Data to use →
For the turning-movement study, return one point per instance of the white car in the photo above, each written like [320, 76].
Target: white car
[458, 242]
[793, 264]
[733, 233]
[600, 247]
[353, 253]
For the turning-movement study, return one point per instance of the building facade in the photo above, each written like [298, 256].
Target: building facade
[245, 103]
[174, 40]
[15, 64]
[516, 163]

Work item → The whole listing should be copied verbatim.

Solution below →
For the turning-movement study, return one point per instance of the white car in the photo above, each written like [320, 76].
Target: white car
[458, 242]
[793, 264]
[733, 233]
[600, 247]
[353, 253]
For the turning-movement study, return one point per instance of the building facade in the photo above, each written like [298, 256].
Target: building facade
[245, 103]
[174, 40]
[15, 64]
[516, 163]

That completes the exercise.